[START Records to use]

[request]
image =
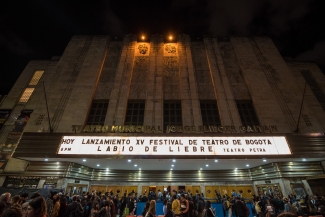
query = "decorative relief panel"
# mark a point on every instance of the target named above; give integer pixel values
(107, 77)
(233, 71)
(139, 77)
(170, 49)
(142, 49)
(171, 66)
(171, 80)
(202, 71)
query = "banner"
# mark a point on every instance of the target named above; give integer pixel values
(8, 148)
(4, 114)
(180, 145)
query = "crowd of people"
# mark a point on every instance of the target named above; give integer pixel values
(181, 204)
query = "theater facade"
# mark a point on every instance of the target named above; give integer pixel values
(205, 115)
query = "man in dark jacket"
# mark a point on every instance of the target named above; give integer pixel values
(74, 208)
(240, 208)
(132, 204)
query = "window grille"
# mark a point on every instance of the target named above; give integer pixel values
(210, 113)
(247, 112)
(135, 113)
(97, 112)
(172, 113)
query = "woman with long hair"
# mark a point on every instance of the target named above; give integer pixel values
(169, 211)
(95, 210)
(208, 209)
(37, 208)
(63, 206)
(146, 209)
(152, 209)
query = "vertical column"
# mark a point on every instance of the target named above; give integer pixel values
(187, 112)
(153, 112)
(119, 96)
(189, 91)
(227, 108)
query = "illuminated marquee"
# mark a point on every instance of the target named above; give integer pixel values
(139, 145)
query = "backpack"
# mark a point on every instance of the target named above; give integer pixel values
(225, 206)
(292, 209)
(247, 210)
(77, 212)
(257, 207)
(205, 213)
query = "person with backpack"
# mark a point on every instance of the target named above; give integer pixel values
(269, 208)
(258, 206)
(240, 208)
(200, 206)
(74, 208)
(184, 206)
(176, 206)
(227, 206)
(169, 211)
(152, 209)
(208, 212)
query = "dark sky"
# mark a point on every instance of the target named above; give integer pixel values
(40, 29)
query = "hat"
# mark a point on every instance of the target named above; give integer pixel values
(53, 193)
(35, 195)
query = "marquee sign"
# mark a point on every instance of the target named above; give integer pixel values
(180, 145)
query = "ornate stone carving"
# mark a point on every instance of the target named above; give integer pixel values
(171, 66)
(141, 63)
(143, 48)
(170, 48)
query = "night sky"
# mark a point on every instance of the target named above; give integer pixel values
(31, 30)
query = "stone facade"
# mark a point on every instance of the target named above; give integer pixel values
(98, 68)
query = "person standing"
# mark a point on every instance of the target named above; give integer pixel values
(169, 211)
(240, 208)
(165, 207)
(132, 204)
(184, 206)
(208, 209)
(50, 202)
(37, 208)
(176, 206)
(200, 206)
(152, 209)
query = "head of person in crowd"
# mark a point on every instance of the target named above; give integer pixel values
(5, 197)
(287, 214)
(321, 210)
(24, 207)
(37, 207)
(35, 195)
(2, 207)
(169, 206)
(24, 197)
(152, 207)
(63, 200)
(74, 198)
(96, 206)
(54, 195)
(208, 204)
(15, 200)
(12, 213)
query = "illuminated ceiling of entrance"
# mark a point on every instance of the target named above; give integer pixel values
(173, 164)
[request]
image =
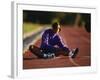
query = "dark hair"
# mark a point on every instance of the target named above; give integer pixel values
(55, 25)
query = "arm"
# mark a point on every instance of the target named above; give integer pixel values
(45, 40)
(61, 44)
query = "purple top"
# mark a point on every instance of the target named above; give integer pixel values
(50, 39)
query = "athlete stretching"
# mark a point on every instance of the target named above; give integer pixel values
(52, 44)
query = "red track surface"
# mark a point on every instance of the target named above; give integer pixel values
(73, 37)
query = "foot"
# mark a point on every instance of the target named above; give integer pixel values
(73, 53)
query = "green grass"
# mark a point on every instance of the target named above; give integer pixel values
(29, 27)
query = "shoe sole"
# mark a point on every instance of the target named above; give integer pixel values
(75, 53)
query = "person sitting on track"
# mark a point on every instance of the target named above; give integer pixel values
(52, 44)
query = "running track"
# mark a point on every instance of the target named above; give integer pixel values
(73, 37)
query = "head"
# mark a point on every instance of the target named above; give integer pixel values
(56, 27)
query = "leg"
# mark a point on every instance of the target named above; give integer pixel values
(35, 50)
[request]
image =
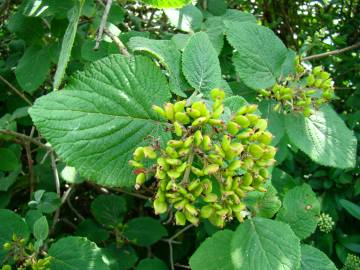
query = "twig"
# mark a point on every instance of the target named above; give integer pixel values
(182, 266)
(55, 173)
(24, 137)
(322, 55)
(73, 209)
(171, 241)
(102, 23)
(57, 213)
(13, 88)
(117, 42)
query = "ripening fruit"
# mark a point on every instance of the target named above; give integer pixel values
(160, 206)
(217, 94)
(140, 180)
(256, 151)
(180, 218)
(159, 110)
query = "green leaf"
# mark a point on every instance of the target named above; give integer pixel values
(8, 160)
(352, 208)
(167, 3)
(168, 55)
(265, 244)
(147, 264)
(109, 210)
(41, 228)
(33, 68)
(76, 253)
(300, 210)
(104, 113)
(214, 27)
(144, 231)
(200, 64)
(216, 7)
(67, 43)
(263, 204)
(12, 224)
(123, 258)
(237, 16)
(260, 54)
(214, 253)
(187, 19)
(312, 258)
(324, 137)
(92, 231)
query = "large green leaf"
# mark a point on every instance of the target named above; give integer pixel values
(214, 253)
(67, 43)
(263, 204)
(300, 210)
(35, 58)
(109, 210)
(265, 244)
(103, 115)
(168, 55)
(312, 258)
(187, 19)
(352, 208)
(260, 54)
(144, 231)
(200, 63)
(167, 3)
(324, 137)
(76, 253)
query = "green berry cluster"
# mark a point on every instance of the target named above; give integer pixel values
(325, 223)
(211, 163)
(24, 255)
(302, 92)
(352, 262)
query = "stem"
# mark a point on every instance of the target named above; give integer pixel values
(322, 55)
(13, 88)
(118, 42)
(24, 137)
(102, 23)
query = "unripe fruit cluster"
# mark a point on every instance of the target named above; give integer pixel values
(325, 223)
(211, 163)
(302, 92)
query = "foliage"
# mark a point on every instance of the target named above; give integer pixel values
(217, 113)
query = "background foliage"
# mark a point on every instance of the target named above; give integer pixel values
(44, 43)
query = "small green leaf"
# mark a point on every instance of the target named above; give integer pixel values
(123, 258)
(214, 253)
(168, 55)
(41, 228)
(147, 264)
(200, 64)
(109, 210)
(312, 258)
(11, 224)
(92, 231)
(300, 210)
(104, 113)
(167, 3)
(8, 160)
(67, 43)
(263, 204)
(260, 54)
(324, 137)
(144, 231)
(352, 208)
(76, 253)
(187, 19)
(265, 244)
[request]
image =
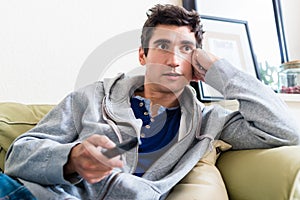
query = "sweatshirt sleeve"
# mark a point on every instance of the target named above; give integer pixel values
(40, 154)
(263, 119)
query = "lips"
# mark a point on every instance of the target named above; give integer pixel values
(172, 74)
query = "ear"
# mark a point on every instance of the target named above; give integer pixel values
(142, 57)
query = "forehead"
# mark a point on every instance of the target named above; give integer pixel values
(173, 33)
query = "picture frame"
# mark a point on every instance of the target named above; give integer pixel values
(229, 39)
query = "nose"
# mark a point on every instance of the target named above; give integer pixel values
(173, 59)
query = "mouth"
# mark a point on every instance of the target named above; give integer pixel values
(172, 74)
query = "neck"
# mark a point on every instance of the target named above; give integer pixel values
(166, 99)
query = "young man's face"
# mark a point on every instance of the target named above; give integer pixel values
(168, 62)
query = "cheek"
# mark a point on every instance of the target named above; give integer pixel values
(188, 70)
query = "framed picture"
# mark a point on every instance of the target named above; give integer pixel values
(229, 39)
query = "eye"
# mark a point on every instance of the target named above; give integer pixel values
(163, 46)
(187, 49)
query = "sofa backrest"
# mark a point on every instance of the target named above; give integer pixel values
(15, 119)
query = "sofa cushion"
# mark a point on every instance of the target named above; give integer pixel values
(15, 119)
(262, 174)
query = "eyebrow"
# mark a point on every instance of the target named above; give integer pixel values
(186, 42)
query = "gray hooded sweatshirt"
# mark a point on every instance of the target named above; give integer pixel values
(38, 156)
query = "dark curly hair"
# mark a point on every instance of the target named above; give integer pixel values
(171, 15)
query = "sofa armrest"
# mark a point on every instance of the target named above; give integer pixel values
(15, 119)
(262, 174)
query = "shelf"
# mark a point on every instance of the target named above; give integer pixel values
(289, 97)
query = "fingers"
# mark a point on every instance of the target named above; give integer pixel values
(94, 145)
(87, 160)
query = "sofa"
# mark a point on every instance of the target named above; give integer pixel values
(260, 174)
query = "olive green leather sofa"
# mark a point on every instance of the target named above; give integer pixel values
(262, 174)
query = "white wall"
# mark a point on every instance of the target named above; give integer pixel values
(44, 43)
(291, 16)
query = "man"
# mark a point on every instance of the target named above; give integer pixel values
(61, 157)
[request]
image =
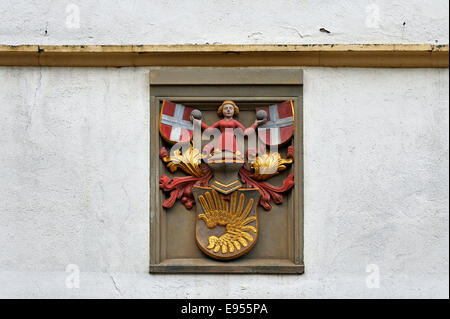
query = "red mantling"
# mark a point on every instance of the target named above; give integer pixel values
(181, 187)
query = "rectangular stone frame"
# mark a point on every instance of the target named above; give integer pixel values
(198, 84)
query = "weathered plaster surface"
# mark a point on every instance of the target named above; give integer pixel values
(223, 22)
(74, 186)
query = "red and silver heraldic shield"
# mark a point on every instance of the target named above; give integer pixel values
(280, 123)
(174, 123)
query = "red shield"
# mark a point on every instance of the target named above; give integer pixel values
(174, 123)
(280, 125)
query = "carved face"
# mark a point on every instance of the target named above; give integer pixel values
(228, 110)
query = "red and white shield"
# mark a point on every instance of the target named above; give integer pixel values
(280, 123)
(174, 123)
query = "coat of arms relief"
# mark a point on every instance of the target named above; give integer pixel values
(227, 178)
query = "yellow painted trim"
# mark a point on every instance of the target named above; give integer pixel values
(338, 55)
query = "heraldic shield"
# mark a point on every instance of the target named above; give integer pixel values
(226, 226)
(226, 182)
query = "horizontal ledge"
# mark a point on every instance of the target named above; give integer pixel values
(254, 266)
(338, 55)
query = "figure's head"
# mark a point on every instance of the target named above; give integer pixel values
(228, 109)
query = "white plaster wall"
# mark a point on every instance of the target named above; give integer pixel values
(224, 22)
(74, 146)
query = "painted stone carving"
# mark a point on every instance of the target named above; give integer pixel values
(225, 182)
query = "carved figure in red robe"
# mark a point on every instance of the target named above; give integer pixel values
(227, 126)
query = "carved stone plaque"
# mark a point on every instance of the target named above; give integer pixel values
(226, 161)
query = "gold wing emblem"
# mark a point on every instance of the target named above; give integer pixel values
(232, 214)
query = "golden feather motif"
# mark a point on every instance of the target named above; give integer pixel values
(268, 165)
(189, 161)
(232, 214)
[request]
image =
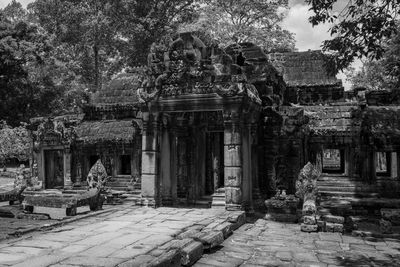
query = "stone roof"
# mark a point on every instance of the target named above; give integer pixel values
(382, 121)
(303, 68)
(107, 130)
(122, 90)
(333, 120)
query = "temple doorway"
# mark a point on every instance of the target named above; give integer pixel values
(214, 162)
(54, 168)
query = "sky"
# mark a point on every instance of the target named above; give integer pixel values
(307, 37)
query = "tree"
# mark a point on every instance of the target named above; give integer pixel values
(15, 12)
(359, 30)
(14, 143)
(25, 90)
(104, 36)
(237, 21)
(83, 28)
(383, 73)
(148, 21)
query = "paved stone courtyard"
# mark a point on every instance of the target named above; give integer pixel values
(132, 236)
(267, 243)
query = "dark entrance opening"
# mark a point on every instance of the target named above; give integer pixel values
(54, 168)
(333, 161)
(215, 162)
(125, 165)
(92, 160)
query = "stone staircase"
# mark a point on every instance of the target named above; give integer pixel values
(339, 195)
(204, 202)
(218, 198)
(124, 183)
(342, 187)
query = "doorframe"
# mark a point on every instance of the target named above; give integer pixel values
(43, 160)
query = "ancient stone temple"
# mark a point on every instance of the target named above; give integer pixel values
(226, 127)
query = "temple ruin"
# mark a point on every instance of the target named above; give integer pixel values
(213, 127)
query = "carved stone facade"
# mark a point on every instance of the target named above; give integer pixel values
(224, 126)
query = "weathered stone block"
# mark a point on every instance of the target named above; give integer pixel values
(148, 185)
(233, 195)
(170, 258)
(334, 227)
(333, 219)
(237, 219)
(385, 226)
(321, 225)
(225, 228)
(392, 215)
(53, 213)
(309, 207)
(149, 142)
(309, 219)
(188, 234)
(232, 137)
(191, 253)
(232, 155)
(149, 162)
(279, 217)
(233, 176)
(211, 239)
(308, 228)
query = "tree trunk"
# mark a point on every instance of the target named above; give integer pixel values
(96, 67)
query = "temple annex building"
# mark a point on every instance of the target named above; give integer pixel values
(227, 128)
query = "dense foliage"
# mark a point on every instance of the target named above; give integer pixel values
(383, 73)
(14, 143)
(360, 29)
(55, 53)
(237, 21)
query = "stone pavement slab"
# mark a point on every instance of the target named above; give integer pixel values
(268, 243)
(129, 236)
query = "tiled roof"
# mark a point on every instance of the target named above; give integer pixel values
(333, 119)
(303, 68)
(111, 130)
(382, 120)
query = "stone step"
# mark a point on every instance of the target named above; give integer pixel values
(339, 179)
(344, 188)
(342, 183)
(346, 194)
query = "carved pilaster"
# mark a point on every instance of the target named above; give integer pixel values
(150, 159)
(233, 160)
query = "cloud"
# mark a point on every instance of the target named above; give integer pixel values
(307, 36)
(4, 3)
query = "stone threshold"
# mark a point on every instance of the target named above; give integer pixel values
(191, 243)
(62, 222)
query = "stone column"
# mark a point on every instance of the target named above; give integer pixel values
(150, 155)
(67, 168)
(347, 161)
(232, 161)
(165, 172)
(246, 165)
(393, 165)
(257, 199)
(173, 152)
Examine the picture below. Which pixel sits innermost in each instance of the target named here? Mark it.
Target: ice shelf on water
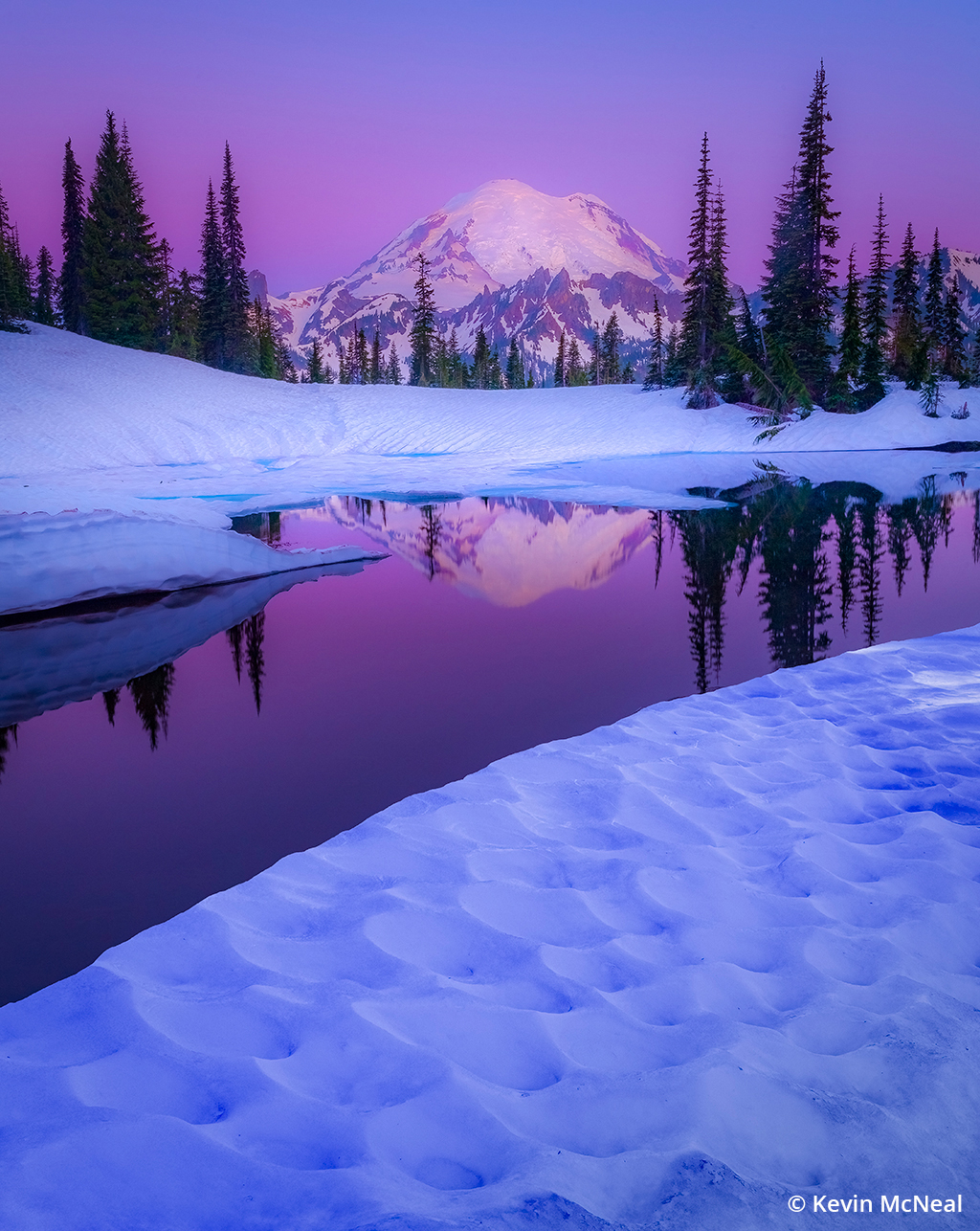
(667, 974)
(89, 426)
(70, 558)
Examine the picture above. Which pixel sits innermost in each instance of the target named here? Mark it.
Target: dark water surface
(493, 625)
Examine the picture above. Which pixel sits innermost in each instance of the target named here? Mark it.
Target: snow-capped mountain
(507, 257)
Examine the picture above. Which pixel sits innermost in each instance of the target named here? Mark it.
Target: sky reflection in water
(494, 625)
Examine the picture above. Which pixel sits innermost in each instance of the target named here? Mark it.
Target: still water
(490, 627)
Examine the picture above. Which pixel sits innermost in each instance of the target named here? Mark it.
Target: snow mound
(666, 974)
(51, 562)
(86, 426)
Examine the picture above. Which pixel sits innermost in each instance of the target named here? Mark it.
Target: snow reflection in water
(304, 709)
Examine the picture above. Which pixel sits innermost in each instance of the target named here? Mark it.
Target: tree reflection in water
(786, 527)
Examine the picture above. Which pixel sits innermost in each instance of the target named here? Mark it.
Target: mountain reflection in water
(812, 545)
(157, 750)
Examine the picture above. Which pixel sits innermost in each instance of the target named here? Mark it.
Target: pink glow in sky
(349, 121)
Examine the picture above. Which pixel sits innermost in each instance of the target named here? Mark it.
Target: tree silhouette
(8, 735)
(150, 694)
(255, 632)
(431, 530)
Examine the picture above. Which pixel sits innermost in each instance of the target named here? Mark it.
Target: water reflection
(48, 659)
(791, 530)
(817, 550)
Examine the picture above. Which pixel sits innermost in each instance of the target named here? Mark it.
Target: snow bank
(89, 426)
(47, 662)
(670, 973)
(48, 562)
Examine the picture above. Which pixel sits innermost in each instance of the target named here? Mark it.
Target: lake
(265, 717)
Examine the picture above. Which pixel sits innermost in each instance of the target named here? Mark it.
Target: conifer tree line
(892, 326)
(117, 283)
(438, 362)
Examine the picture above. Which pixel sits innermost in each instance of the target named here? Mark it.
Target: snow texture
(86, 426)
(667, 974)
(51, 562)
(51, 659)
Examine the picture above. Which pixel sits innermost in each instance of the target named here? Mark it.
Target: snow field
(47, 562)
(665, 974)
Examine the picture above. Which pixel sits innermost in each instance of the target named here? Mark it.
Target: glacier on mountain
(510, 258)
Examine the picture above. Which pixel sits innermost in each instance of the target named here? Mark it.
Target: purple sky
(349, 121)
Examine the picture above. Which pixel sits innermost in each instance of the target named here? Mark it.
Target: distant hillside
(507, 257)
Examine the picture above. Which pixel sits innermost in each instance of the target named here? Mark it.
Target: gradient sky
(348, 121)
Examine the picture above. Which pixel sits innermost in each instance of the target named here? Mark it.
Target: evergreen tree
(424, 326)
(43, 310)
(873, 365)
(239, 353)
(376, 358)
(931, 394)
(798, 291)
(954, 355)
(15, 292)
(574, 370)
(364, 361)
(456, 369)
(515, 367)
(594, 369)
(494, 372)
(265, 340)
(852, 347)
(933, 317)
(905, 308)
(393, 373)
(120, 270)
(674, 365)
(612, 341)
(73, 228)
(481, 361)
(696, 324)
(212, 317)
(185, 306)
(654, 378)
(560, 362)
(315, 373)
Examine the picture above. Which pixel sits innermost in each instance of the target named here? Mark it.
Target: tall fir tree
(393, 372)
(654, 378)
(70, 296)
(120, 271)
(44, 313)
(515, 367)
(560, 362)
(239, 349)
(574, 369)
(696, 322)
(875, 364)
(933, 315)
(798, 291)
(843, 388)
(185, 310)
(424, 325)
(954, 353)
(907, 318)
(15, 291)
(612, 343)
(364, 360)
(213, 284)
(376, 358)
(480, 373)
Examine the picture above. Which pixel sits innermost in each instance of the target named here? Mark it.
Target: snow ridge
(669, 973)
(507, 257)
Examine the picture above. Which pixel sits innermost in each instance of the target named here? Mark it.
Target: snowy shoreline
(87, 426)
(669, 973)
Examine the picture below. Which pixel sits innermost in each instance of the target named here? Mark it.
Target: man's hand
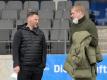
(16, 69)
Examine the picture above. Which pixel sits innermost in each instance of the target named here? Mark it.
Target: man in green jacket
(80, 22)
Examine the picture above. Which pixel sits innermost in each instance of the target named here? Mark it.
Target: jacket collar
(81, 20)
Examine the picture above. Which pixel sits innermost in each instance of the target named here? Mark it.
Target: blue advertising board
(54, 68)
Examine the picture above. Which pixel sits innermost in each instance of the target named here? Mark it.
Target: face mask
(75, 21)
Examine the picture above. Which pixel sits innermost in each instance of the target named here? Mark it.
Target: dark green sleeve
(93, 31)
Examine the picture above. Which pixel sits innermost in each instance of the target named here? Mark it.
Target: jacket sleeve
(93, 31)
(44, 50)
(16, 47)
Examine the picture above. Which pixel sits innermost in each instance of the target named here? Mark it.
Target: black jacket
(29, 47)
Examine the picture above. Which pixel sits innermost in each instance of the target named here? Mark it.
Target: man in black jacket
(29, 50)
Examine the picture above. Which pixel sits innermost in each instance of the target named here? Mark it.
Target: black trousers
(30, 73)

[END Records to use]

• _Aim_: Count the lines in the entries above that contain the string "backpack", treating uppercase and lowercase letters as different. Reply with the number alone.

• _Response to this exercise_: 2